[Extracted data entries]
____

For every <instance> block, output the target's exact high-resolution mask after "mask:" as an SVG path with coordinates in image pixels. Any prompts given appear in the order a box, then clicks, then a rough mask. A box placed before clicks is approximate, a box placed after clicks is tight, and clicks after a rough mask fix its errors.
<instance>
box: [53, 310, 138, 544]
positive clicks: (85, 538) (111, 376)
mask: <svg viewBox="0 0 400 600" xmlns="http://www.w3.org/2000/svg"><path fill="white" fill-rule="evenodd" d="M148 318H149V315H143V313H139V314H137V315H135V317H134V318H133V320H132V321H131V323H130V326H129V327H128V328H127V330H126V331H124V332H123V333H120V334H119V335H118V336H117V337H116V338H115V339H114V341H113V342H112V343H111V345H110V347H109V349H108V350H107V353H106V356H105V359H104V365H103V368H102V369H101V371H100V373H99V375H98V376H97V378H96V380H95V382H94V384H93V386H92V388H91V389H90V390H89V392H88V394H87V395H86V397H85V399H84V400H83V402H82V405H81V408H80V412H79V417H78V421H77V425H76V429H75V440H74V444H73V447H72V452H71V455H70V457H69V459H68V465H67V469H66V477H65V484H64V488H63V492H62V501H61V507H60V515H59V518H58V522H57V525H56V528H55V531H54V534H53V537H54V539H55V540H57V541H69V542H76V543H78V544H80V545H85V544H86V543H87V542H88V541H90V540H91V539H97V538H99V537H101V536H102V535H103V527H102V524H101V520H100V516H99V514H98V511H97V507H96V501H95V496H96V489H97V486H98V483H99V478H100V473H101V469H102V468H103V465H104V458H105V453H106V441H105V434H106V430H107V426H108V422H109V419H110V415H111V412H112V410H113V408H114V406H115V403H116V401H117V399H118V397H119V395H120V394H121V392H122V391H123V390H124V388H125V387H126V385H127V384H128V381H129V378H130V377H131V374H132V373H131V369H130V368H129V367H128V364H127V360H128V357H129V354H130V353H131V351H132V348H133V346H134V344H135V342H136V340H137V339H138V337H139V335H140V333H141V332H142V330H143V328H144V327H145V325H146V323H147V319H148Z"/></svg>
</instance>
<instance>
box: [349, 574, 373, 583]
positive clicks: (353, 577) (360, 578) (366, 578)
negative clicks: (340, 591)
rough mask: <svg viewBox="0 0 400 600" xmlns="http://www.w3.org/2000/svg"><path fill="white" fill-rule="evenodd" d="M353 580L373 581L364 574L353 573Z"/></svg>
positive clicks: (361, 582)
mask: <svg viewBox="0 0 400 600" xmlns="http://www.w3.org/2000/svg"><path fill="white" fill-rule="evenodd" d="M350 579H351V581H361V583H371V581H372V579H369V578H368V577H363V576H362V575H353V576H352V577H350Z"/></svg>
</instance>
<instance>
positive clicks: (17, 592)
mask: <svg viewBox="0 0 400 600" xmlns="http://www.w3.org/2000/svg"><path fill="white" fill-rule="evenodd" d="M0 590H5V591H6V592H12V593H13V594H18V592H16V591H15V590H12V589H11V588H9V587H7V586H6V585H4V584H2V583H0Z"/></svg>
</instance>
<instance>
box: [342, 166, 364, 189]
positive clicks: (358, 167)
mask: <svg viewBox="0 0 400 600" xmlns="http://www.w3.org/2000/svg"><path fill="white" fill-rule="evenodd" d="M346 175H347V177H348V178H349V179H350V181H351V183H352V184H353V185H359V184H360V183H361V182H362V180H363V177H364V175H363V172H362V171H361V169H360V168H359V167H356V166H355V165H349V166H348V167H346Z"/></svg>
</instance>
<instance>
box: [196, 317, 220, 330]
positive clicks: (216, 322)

____

### [EXERCISE]
Output the data exactly, in full.

### [ANSWER TO THIS EXERCISE]
For every <instance> block, output the target's exact high-resolution mask after "mask:" as an SVG path with coordinates in image pixels. Any prompts given appear in the order a box, then clicks, then a rough mask. A box placed before clicks is approximate, a box placed after clicks is tight, and clicks after a rough mask fix its errors.
<instance>
box: [53, 310, 138, 544]
positive clicks: (85, 538) (111, 376)
mask: <svg viewBox="0 0 400 600" xmlns="http://www.w3.org/2000/svg"><path fill="white" fill-rule="evenodd" d="M148 318H149V315H143V313H139V314H137V315H135V317H134V318H133V320H132V321H131V323H130V326H129V327H128V328H127V330H126V331H124V332H123V333H120V334H119V335H118V336H117V337H116V338H115V339H114V341H113V342H112V343H111V345H110V347H109V349H108V350H107V353H106V356H105V359H104V365H103V368H102V369H101V371H100V373H99V375H98V376H97V378H96V380H95V382H94V384H93V386H92V388H91V389H90V390H89V392H88V394H87V395H86V397H85V399H84V400H83V402H82V405H81V408H80V412H79V417H78V421H77V425H76V429H75V440H74V444H73V447H72V452H71V455H70V457H69V459H68V465H67V469H66V477H65V484H64V488H63V492H62V501H61V507H60V515H59V518H58V522H57V525H56V528H55V531H54V534H53V537H54V539H55V540H57V541H69V542H76V543H78V544H80V545H85V544H86V543H87V542H88V541H90V540H91V539H97V538H99V537H101V536H102V535H103V527H102V524H101V520H100V516H99V514H98V511H97V507H96V501H95V496H96V489H97V486H98V483H99V478H100V473H101V469H102V468H103V465H104V458H105V453H106V441H105V434H106V430H107V426H108V422H109V419H110V415H111V412H112V410H113V408H114V406H115V403H116V401H117V399H118V397H119V395H120V394H121V392H122V391H123V390H124V388H125V387H126V385H127V384H128V381H129V378H130V377H131V374H132V373H131V369H130V368H129V367H128V364H127V360H128V357H129V354H130V353H131V351H132V348H133V346H134V344H135V342H136V340H137V339H138V337H139V335H140V333H141V332H142V330H143V328H144V327H145V325H146V323H147V319H148Z"/></svg>
</instance>
<instance>
box: [349, 574, 373, 583]
positive clicks: (353, 577) (360, 578) (366, 578)
negative clicks: (340, 591)
rough mask: <svg viewBox="0 0 400 600" xmlns="http://www.w3.org/2000/svg"><path fill="white" fill-rule="evenodd" d="M353 580L373 581L364 574L353 573Z"/></svg>
positive clicks: (361, 582)
mask: <svg viewBox="0 0 400 600" xmlns="http://www.w3.org/2000/svg"><path fill="white" fill-rule="evenodd" d="M350 579H351V581H361V583H371V581H372V579H369V578H368V577H363V576H362V575H353V576H352V577H350Z"/></svg>
</instance>
<instance>
positive clicks: (17, 592)
mask: <svg viewBox="0 0 400 600" xmlns="http://www.w3.org/2000/svg"><path fill="white" fill-rule="evenodd" d="M0 590H5V591H6V592H12V593H13V594H18V592H16V591H15V590H12V589H11V588H9V587H7V586H6V585H4V584H2V583H0Z"/></svg>
</instance>
<instance>
box: [342, 166, 364, 189]
positive clicks: (358, 167)
mask: <svg viewBox="0 0 400 600" xmlns="http://www.w3.org/2000/svg"><path fill="white" fill-rule="evenodd" d="M346 175H347V177H348V178H349V179H350V181H351V183H352V184H353V185H359V184H360V183H361V182H362V180H363V177H364V175H363V172H362V171H361V169H360V168H359V167H356V166H355V165H349V166H348V167H346Z"/></svg>
</instance>
<instance>
box: [196, 317, 220, 330]
positive clicks: (216, 322)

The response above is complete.